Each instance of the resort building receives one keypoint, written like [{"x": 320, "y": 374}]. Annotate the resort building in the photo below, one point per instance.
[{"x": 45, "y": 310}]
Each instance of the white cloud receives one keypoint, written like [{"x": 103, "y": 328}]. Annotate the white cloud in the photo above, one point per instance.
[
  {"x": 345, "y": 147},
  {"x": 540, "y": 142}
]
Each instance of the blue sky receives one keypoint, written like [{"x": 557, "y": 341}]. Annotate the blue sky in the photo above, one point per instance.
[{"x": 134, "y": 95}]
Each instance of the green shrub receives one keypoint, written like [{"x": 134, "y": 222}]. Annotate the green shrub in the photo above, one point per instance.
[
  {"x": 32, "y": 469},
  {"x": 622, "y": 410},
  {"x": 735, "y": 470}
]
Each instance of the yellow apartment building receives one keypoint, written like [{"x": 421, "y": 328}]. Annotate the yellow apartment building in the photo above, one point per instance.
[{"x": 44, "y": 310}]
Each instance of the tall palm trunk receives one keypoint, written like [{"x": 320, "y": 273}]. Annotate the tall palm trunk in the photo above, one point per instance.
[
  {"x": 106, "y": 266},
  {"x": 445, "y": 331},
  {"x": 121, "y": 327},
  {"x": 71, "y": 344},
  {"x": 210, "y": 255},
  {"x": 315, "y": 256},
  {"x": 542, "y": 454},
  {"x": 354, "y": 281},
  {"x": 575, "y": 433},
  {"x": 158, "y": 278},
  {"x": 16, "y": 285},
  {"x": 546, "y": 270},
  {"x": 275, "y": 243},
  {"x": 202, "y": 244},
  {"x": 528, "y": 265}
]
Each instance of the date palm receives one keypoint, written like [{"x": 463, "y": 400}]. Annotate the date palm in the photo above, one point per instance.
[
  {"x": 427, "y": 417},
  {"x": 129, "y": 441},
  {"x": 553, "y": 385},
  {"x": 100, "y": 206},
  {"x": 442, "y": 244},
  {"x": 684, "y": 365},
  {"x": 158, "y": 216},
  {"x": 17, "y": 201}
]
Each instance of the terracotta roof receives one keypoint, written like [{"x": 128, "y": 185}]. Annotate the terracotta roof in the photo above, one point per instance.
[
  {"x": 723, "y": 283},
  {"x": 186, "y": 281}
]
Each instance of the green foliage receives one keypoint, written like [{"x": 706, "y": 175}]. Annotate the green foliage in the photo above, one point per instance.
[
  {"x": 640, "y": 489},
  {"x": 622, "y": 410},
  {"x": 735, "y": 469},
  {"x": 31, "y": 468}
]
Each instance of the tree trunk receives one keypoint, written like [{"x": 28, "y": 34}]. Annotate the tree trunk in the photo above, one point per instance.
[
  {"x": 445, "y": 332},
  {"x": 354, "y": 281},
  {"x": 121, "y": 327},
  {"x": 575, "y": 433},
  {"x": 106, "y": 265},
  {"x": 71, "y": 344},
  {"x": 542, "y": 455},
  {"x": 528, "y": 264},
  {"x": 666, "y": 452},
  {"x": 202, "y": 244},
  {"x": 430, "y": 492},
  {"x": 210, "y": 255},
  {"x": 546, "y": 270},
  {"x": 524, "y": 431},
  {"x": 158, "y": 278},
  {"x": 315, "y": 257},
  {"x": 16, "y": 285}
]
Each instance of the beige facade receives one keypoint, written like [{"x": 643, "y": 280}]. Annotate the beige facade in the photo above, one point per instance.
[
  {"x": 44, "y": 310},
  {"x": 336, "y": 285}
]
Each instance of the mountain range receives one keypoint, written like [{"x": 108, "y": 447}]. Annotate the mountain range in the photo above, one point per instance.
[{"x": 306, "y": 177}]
---
Your instructions —
The lines above should be duplicated exactly.

Answer to the exercise —
Each instance of the resort building receives one keypoint, written like [{"x": 320, "y": 374}]. Annotate the resort building in the photo below, one point per instance.
[{"x": 45, "y": 310}]
Each instance of the white cloud receives one keypoint, written like [{"x": 103, "y": 328}]. Annotate the white cloud in the photo above, one point per instance.
[
  {"x": 345, "y": 147},
  {"x": 540, "y": 142}
]
Each instance of the blue sky receives one keypoint, written like [{"x": 557, "y": 341}]. Annotate the blue sky in the photo above, one point per instance.
[{"x": 134, "y": 95}]
Each instance of the green shrub receives one keypoint, written like [{"x": 134, "y": 222}]. Annotate the green shrub in the photo above, one point per instance.
[
  {"x": 32, "y": 469},
  {"x": 622, "y": 410},
  {"x": 735, "y": 470}
]
Each instance of the yellow apartment building receives one keypoint, written like [{"x": 421, "y": 328}]. Annotate the yellow apartment building in the photo above, one point per instance.
[{"x": 44, "y": 310}]
Each instance of the tall palm trunk receives one keypoint, written like [{"x": 320, "y": 273}]. Annotate the tall palm trunk in the photo above, one point per instance.
[
  {"x": 106, "y": 266},
  {"x": 445, "y": 331},
  {"x": 121, "y": 327},
  {"x": 71, "y": 344},
  {"x": 210, "y": 255},
  {"x": 315, "y": 256},
  {"x": 542, "y": 454},
  {"x": 354, "y": 281},
  {"x": 575, "y": 433},
  {"x": 158, "y": 278},
  {"x": 16, "y": 285},
  {"x": 546, "y": 270},
  {"x": 275, "y": 243},
  {"x": 202, "y": 244},
  {"x": 528, "y": 265}
]
Each instance of the date palm receives one keypoint, written like [{"x": 463, "y": 400}]. Annotate the date palm in the photo above, one point per instance.
[
  {"x": 427, "y": 417},
  {"x": 129, "y": 441},
  {"x": 553, "y": 385},
  {"x": 100, "y": 206},
  {"x": 442, "y": 244},
  {"x": 684, "y": 365},
  {"x": 158, "y": 216},
  {"x": 17, "y": 201}
]
Each instance of the terracotta roof receives one keypoint, written like [{"x": 128, "y": 185}]. Annotate the terracotta roof in the photo above, one point per instance.
[
  {"x": 723, "y": 283},
  {"x": 186, "y": 281}
]
Each instance of the green foliage receives one keypoint, written like [{"x": 706, "y": 175}]. Annotate the green foliage in the photo above, one point per instance.
[
  {"x": 640, "y": 489},
  {"x": 622, "y": 410},
  {"x": 735, "y": 469},
  {"x": 31, "y": 468}
]
Each instance of the tree trunk receives one keypoint, written like [{"x": 28, "y": 34}]. Annotate the tree trunk in the photo above, one point per instance.
[
  {"x": 445, "y": 332},
  {"x": 354, "y": 281},
  {"x": 121, "y": 327},
  {"x": 575, "y": 433},
  {"x": 106, "y": 265},
  {"x": 71, "y": 344},
  {"x": 542, "y": 455},
  {"x": 528, "y": 264},
  {"x": 666, "y": 452},
  {"x": 202, "y": 244},
  {"x": 430, "y": 492},
  {"x": 210, "y": 255},
  {"x": 546, "y": 270},
  {"x": 524, "y": 431},
  {"x": 158, "y": 278},
  {"x": 315, "y": 257},
  {"x": 16, "y": 285}
]
Each instance of the beige facade receives one keypoint, written like [{"x": 643, "y": 280}]. Annotate the beige facade in the photo above, one point per instance.
[
  {"x": 44, "y": 310},
  {"x": 336, "y": 285}
]
Each instance of the mountain range receives one keypoint, written like [{"x": 108, "y": 447}]. Annotate the mountain range in the photo above, one point per instance.
[{"x": 306, "y": 177}]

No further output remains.